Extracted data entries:

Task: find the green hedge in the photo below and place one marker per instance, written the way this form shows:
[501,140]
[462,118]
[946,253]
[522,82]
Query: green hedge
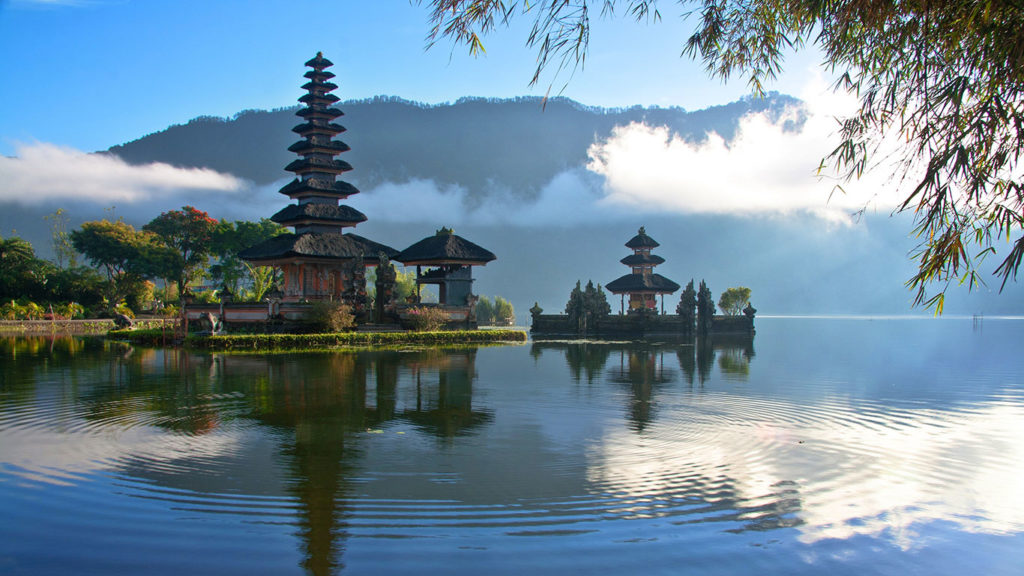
[309,341]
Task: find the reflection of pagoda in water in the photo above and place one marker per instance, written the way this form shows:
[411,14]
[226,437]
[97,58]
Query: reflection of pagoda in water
[642,367]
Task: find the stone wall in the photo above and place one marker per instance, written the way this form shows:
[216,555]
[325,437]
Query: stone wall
[636,326]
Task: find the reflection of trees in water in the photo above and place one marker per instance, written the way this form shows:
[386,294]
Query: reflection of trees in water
[448,412]
[317,404]
[641,365]
[643,370]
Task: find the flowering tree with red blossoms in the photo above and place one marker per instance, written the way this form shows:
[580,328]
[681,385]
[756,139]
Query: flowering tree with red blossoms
[188,234]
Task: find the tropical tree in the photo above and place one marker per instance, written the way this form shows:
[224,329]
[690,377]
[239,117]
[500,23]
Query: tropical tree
[504,313]
[227,240]
[576,309]
[22,274]
[687,304]
[484,312]
[187,234]
[733,300]
[126,255]
[706,309]
[944,78]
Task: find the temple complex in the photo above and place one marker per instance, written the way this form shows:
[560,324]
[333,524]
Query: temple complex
[642,285]
[588,315]
[320,260]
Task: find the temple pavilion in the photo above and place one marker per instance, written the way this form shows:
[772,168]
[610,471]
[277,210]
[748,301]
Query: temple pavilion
[449,259]
[642,285]
[320,260]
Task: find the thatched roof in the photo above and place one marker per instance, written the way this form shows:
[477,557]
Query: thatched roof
[322,212]
[316,245]
[318,165]
[318,75]
[635,283]
[318,99]
[640,259]
[318,62]
[444,248]
[317,187]
[328,113]
[310,128]
[315,83]
[307,147]
[641,240]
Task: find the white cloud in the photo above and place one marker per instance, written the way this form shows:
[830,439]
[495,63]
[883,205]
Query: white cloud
[45,172]
[765,169]
[571,197]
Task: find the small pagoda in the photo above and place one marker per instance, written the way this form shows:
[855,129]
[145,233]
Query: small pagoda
[449,259]
[642,285]
[320,261]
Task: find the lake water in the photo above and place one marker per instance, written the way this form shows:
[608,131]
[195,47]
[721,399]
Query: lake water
[823,446]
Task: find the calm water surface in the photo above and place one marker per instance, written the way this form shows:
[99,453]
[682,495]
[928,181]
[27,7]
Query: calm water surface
[820,447]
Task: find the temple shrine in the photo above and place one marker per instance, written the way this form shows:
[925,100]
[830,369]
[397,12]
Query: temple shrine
[642,285]
[320,260]
[449,259]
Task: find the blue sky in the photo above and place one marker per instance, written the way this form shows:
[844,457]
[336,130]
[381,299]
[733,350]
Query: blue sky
[90,74]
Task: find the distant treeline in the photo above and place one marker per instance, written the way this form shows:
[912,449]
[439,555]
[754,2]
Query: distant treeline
[484,146]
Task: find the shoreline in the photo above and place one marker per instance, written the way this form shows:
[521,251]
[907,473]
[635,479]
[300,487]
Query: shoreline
[270,342]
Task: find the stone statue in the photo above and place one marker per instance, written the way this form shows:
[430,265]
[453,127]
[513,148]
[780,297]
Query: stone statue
[123,322]
[386,278]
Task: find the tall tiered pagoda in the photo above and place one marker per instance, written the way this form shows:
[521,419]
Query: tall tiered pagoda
[320,261]
[642,285]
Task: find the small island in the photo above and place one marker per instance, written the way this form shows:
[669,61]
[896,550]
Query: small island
[325,270]
[641,315]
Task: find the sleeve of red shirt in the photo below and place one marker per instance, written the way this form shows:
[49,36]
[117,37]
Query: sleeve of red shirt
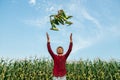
[69,50]
[50,50]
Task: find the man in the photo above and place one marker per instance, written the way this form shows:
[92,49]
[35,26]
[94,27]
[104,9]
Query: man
[59,70]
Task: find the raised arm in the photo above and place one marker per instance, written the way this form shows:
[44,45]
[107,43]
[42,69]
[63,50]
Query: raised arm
[49,47]
[70,47]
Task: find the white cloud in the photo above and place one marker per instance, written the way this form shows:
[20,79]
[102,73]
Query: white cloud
[32,2]
[38,22]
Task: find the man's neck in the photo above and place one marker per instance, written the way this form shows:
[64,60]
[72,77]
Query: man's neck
[60,54]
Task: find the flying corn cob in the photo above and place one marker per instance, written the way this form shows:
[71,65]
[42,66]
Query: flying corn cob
[58,19]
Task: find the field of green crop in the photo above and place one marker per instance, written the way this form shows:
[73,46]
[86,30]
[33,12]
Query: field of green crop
[41,69]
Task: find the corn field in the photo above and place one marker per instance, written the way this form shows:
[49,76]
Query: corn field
[41,69]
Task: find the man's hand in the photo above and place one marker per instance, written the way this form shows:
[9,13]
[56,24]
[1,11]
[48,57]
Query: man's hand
[71,37]
[48,38]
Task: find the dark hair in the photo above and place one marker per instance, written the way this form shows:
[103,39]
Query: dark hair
[59,47]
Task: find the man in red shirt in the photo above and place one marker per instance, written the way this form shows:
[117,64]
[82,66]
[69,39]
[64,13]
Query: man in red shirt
[59,70]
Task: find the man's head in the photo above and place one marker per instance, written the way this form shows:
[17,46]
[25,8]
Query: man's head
[60,50]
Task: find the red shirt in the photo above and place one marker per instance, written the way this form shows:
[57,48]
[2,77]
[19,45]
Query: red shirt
[59,61]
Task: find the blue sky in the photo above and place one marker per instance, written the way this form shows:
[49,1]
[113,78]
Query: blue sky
[96,28]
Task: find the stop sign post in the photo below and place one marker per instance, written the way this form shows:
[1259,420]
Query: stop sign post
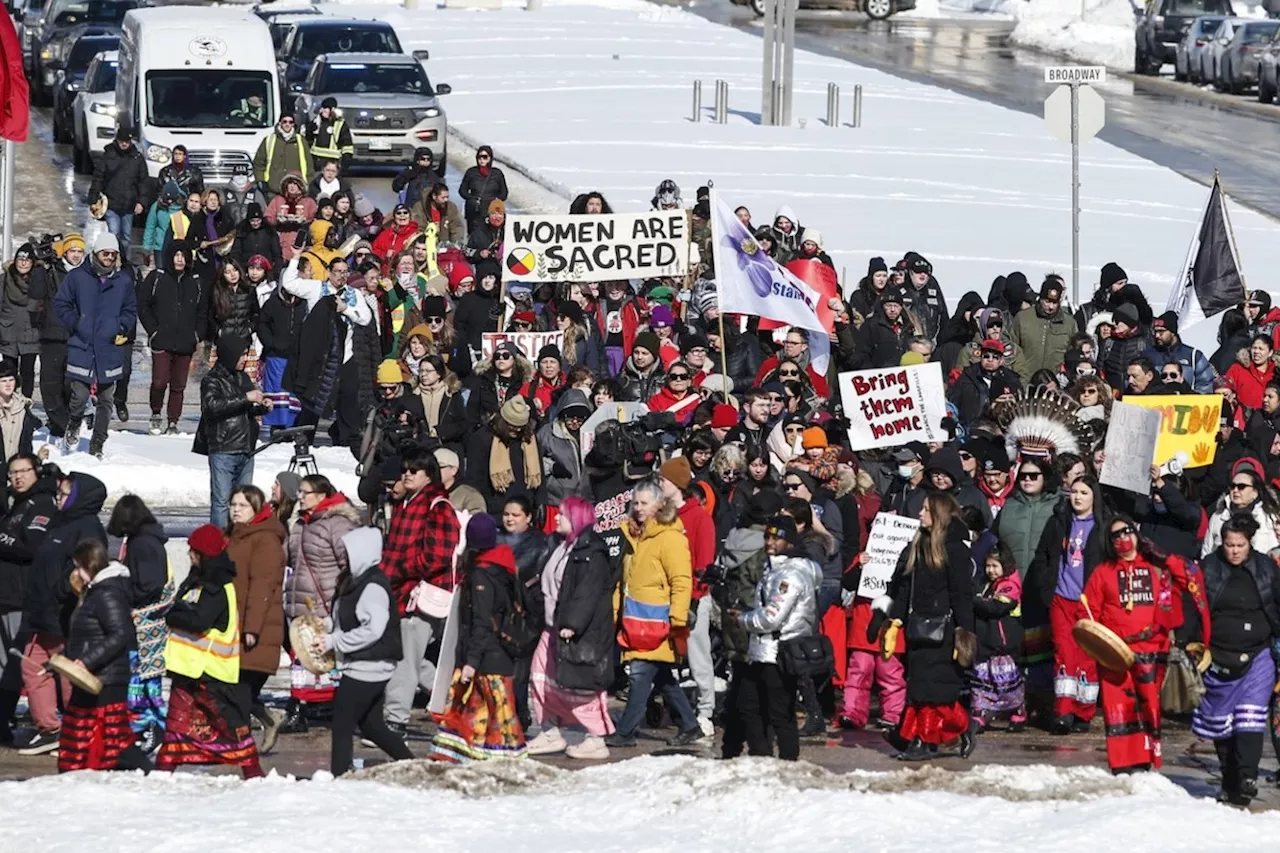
[1074,113]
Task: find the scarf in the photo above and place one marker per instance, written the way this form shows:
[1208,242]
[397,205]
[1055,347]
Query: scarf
[501,474]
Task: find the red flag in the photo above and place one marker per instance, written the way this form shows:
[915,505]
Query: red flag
[14,96]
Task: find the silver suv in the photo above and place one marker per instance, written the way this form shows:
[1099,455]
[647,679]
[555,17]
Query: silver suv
[385,99]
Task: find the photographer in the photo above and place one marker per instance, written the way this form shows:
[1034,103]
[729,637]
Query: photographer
[227,430]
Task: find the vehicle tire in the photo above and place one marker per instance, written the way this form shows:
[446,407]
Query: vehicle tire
[878,9]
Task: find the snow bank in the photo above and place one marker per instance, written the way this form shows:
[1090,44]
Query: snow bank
[653,804]
[1102,37]
[164,473]
[598,96]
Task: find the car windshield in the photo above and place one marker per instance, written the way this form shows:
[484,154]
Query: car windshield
[209,97]
[364,77]
[314,41]
[85,50]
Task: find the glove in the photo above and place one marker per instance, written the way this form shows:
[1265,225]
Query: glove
[888,642]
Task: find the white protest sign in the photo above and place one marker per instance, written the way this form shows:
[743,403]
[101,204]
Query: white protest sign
[894,406]
[888,537]
[1133,433]
[528,342]
[595,247]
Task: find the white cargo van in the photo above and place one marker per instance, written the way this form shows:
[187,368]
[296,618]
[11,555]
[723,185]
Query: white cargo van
[201,77]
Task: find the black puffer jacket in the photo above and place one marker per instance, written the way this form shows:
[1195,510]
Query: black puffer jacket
[49,600]
[101,630]
[173,309]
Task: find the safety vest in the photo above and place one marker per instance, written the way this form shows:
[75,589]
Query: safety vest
[330,150]
[214,653]
[270,156]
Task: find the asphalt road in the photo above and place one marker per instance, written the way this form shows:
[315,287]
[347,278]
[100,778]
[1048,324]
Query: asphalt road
[1183,132]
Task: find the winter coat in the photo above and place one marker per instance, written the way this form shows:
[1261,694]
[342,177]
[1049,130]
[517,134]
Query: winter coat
[18,333]
[122,177]
[1042,340]
[96,309]
[318,557]
[478,190]
[173,309]
[933,676]
[101,628]
[786,609]
[657,571]
[49,598]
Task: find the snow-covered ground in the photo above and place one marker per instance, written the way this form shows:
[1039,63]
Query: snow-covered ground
[597,96]
[653,804]
[163,470]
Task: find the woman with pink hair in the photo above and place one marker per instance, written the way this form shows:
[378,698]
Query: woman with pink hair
[574,664]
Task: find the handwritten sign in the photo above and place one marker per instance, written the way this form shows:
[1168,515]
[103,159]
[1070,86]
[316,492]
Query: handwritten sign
[595,247]
[528,342]
[1188,425]
[894,406]
[888,537]
[1132,437]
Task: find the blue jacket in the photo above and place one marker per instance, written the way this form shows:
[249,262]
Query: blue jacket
[96,309]
[1197,370]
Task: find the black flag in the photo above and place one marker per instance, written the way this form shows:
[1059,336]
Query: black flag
[1215,274]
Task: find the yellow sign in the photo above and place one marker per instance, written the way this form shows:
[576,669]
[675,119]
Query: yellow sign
[1188,424]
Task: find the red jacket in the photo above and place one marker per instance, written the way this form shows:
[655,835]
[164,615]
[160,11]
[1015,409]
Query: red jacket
[700,533]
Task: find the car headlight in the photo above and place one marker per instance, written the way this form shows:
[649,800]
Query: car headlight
[158,153]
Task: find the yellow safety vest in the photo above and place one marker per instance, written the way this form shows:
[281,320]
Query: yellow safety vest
[214,653]
[270,156]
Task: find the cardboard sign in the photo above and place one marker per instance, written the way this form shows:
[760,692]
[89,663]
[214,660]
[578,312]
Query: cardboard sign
[595,247]
[1132,437]
[528,342]
[1188,425]
[888,537]
[892,406]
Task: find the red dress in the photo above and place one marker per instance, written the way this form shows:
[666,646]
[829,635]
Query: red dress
[1141,602]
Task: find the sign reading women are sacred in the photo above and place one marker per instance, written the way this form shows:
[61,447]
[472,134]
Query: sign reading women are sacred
[595,247]
[894,406]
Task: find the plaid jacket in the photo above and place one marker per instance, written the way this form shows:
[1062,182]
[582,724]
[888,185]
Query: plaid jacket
[420,543]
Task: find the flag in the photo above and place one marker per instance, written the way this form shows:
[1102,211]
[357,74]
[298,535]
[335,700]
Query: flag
[14,96]
[750,282]
[1211,272]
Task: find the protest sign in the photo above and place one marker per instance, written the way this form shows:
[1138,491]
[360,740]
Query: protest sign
[1188,425]
[895,405]
[528,342]
[1132,437]
[888,537]
[595,247]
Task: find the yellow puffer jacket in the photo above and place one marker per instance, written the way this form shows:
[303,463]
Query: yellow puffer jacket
[658,571]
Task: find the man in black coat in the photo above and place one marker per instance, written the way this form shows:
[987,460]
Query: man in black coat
[122,177]
[227,430]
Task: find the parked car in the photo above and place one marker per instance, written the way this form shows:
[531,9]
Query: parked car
[319,35]
[94,112]
[387,100]
[1242,55]
[874,9]
[71,78]
[1194,39]
[1161,26]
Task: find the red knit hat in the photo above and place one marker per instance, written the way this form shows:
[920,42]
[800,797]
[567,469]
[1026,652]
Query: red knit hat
[206,541]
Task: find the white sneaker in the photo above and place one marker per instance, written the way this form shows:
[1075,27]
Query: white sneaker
[547,743]
[590,749]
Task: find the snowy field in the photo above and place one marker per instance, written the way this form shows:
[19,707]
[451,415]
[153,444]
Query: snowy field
[650,804]
[597,96]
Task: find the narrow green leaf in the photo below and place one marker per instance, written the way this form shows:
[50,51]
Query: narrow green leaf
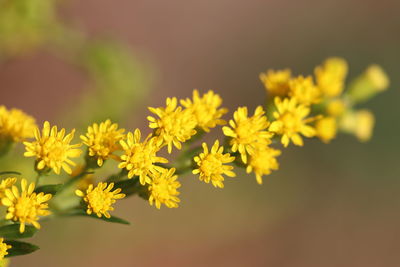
[49,189]
[12,231]
[19,248]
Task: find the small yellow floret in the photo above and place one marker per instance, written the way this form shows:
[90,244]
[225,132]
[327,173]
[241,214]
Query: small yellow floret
[246,133]
[163,189]
[263,162]
[211,165]
[276,82]
[52,149]
[140,158]
[100,199]
[290,121]
[174,125]
[25,206]
[102,140]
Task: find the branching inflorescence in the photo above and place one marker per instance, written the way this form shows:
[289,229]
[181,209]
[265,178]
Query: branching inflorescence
[297,107]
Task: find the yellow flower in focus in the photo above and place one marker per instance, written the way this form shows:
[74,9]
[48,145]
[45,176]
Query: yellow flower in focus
[326,129]
[100,199]
[211,165]
[263,162]
[103,140]
[247,132]
[15,125]
[174,125]
[206,109]
[3,248]
[291,121]
[25,206]
[331,76]
[163,189]
[5,184]
[140,158]
[304,90]
[52,149]
[276,82]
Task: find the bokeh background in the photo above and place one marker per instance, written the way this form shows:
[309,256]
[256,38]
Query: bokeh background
[329,205]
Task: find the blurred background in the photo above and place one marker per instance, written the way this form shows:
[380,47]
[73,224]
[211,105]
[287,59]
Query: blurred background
[328,205]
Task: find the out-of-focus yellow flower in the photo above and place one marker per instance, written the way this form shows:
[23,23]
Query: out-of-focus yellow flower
[15,125]
[263,162]
[211,165]
[174,125]
[140,157]
[246,133]
[331,75]
[163,189]
[326,129]
[52,149]
[25,206]
[100,199]
[206,109]
[102,140]
[290,121]
[276,82]
[3,248]
[5,184]
[304,90]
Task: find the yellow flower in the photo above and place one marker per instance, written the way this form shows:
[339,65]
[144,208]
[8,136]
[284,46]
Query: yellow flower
[100,199]
[25,206]
[5,184]
[163,189]
[103,140]
[3,248]
[247,132]
[52,149]
[211,165]
[326,129]
[174,125]
[205,109]
[140,158]
[263,162]
[304,90]
[15,125]
[276,82]
[290,121]
[331,76]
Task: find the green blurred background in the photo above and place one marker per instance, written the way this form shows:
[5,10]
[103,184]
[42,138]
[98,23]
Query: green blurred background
[328,205]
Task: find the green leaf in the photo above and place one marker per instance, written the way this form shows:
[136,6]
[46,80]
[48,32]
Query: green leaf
[49,189]
[112,219]
[19,248]
[12,231]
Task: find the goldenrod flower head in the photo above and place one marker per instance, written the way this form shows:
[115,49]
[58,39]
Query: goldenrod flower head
[247,132]
[336,108]
[103,140]
[52,149]
[263,162]
[206,109]
[15,125]
[163,189]
[331,76]
[174,125]
[326,129]
[211,165]
[100,199]
[3,248]
[276,82]
[25,206]
[5,184]
[140,157]
[304,90]
[291,121]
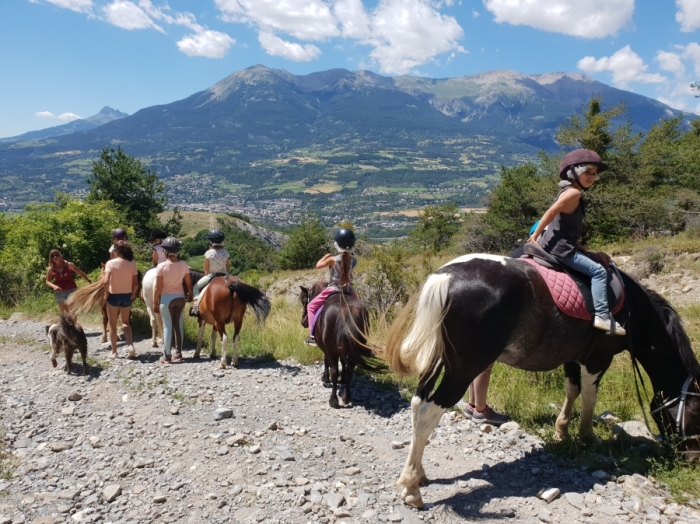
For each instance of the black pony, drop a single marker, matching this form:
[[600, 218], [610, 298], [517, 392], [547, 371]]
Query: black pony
[[480, 308], [341, 333]]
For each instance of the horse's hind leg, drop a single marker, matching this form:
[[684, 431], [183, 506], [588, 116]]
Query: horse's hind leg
[[589, 390], [199, 339], [332, 363], [426, 416], [572, 370], [348, 369]]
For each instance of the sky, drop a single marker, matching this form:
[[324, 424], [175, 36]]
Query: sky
[[66, 59]]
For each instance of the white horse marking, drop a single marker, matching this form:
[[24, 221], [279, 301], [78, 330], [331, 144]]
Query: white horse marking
[[478, 256]]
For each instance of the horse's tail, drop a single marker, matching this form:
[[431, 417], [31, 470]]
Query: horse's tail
[[254, 298], [355, 331], [423, 347]]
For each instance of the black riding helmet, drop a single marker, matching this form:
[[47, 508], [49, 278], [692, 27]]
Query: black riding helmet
[[171, 245], [345, 238], [157, 234], [215, 236]]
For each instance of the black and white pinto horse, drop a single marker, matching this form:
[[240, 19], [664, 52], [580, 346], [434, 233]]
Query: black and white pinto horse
[[480, 308]]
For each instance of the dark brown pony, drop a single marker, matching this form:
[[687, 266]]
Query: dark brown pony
[[341, 333], [224, 302]]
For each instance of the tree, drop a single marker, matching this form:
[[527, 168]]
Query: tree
[[436, 226], [135, 190], [306, 245]]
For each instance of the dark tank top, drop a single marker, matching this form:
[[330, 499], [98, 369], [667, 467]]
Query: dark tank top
[[561, 237]]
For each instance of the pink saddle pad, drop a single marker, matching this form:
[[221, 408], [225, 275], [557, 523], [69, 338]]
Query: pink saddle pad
[[565, 292]]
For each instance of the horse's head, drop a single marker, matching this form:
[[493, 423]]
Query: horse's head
[[304, 299], [679, 419]]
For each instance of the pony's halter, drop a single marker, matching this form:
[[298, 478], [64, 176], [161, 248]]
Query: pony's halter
[[682, 404]]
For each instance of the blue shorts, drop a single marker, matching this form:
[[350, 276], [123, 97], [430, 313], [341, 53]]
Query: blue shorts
[[62, 295], [119, 300]]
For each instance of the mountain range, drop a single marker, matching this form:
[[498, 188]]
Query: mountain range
[[265, 132], [106, 114]]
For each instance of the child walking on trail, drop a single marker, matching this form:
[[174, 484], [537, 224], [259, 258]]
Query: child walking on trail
[[341, 266], [578, 171], [216, 262], [159, 254]]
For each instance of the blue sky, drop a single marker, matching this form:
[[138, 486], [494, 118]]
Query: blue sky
[[64, 59]]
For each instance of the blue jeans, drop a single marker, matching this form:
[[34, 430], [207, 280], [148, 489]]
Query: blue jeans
[[171, 306], [599, 280]]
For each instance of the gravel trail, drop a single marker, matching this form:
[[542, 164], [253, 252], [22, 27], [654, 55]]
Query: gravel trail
[[137, 441]]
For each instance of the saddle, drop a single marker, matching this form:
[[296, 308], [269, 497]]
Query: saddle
[[571, 290]]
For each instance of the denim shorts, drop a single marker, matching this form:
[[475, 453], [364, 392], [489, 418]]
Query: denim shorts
[[119, 300], [62, 296]]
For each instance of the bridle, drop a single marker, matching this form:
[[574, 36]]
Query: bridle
[[682, 404]]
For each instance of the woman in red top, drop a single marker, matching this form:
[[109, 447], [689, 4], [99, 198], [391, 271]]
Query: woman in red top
[[59, 277]]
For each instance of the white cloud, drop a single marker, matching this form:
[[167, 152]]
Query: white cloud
[[625, 65], [275, 46], [403, 34], [589, 19], [302, 19], [207, 43], [69, 116], [670, 62], [80, 6], [128, 15], [688, 14], [408, 33]]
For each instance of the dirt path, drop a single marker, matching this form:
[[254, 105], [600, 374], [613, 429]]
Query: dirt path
[[143, 445]]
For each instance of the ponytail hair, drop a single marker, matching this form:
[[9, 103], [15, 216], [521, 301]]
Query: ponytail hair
[[346, 266]]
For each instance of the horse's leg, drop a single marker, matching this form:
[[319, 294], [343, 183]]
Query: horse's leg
[[589, 390], [348, 369], [332, 364], [572, 370], [199, 338], [212, 349], [425, 417], [105, 321]]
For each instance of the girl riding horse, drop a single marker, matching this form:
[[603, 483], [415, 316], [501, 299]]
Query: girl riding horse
[[578, 171], [341, 267]]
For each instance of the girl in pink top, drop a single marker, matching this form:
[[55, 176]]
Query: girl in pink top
[[170, 296], [121, 286]]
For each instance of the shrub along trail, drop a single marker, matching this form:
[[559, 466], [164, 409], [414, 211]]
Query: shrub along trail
[[136, 441]]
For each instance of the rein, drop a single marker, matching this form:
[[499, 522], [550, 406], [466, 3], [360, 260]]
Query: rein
[[680, 416]]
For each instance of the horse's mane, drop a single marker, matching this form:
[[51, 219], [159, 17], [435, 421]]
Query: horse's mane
[[674, 329]]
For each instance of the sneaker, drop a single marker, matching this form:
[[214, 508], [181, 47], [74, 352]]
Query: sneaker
[[489, 416], [469, 411], [604, 324]]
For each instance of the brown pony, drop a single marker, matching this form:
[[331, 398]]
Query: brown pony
[[224, 302]]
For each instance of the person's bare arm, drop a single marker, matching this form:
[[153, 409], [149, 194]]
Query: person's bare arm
[[566, 203], [48, 281], [326, 261]]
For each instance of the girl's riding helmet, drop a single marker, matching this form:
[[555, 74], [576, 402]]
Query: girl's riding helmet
[[345, 238], [215, 236], [119, 233], [578, 157], [157, 234], [171, 245]]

# What the task requires
Could you transcribe the entries above word for word, from the line with "Task: find the tropical" down to the line with "Task: find the distant", keeping both?

# Exercise answer
Task: find the tropical tree in the photo above and place one marker per instance, written the way this form shows:
[224,329]
[690,377]
[239,117]
[500,23]
Query: tropical tree
[504,313]
[227,240]
[576,309]
[22,274]
[687,304]
[484,312]
[187,234]
[733,300]
[126,255]
[706,309]
[944,78]
Task: find the temple complex in the photo above and place one marker per instance, written the way this form shows:
[560,324]
[333,524]
Query: temple complex
[642,285]
[588,315]
[320,260]
Task: find the temple pavilion in the photo above and place one marker per instance, written the way this form shows:
[772,168]
[610,471]
[277,210]
[748,301]
Query: temple pavilion
[449,259]
[642,285]
[320,260]
Task: find the thatched roof in the photo above and place one marker per instance, written the way this form shows:
[477,557]
Query: thatched roof
[322,212]
[316,245]
[318,165]
[318,75]
[635,283]
[318,99]
[640,259]
[318,62]
[444,248]
[317,187]
[328,113]
[310,128]
[315,83]
[307,147]
[641,240]
Task: find the white cloud in the photo above and place one marker per instance, written the way this form shows:
[830,439]
[495,63]
[883,205]
Query: white cloud
[45,172]
[765,169]
[571,197]
Task: find the small pagoda in the photo above and place one marker per instance, written the way this form shows:
[855,129]
[145,233]
Query: small pagoda
[449,259]
[642,285]
[320,261]
Task: find the lake water in the photo above and place one marker per instance, written the way this form shows:
[608,131]
[195,47]
[721,399]
Query: lake water
[823,446]
Task: find the calm water surface in the photo above and place one marker per instance, written the way this form shows:
[99,453]
[682,495]
[928,181]
[27,7]
Query: calm water surface
[820,447]
Task: find the temple shrine in the photo above and place one marker per instance, written the way this form shows:
[925,100]
[830,369]
[397,12]
Query: temple shrine
[642,285]
[320,260]
[449,259]
Task: find the blue sky in the photo above and place one marker per instance, written the way this form shows:
[844,457]
[336,130]
[381,299]
[733,350]
Query: blue sky
[90,74]
Task: find the distant treeline in the photo above and place one marker per instance, written the way this form shows:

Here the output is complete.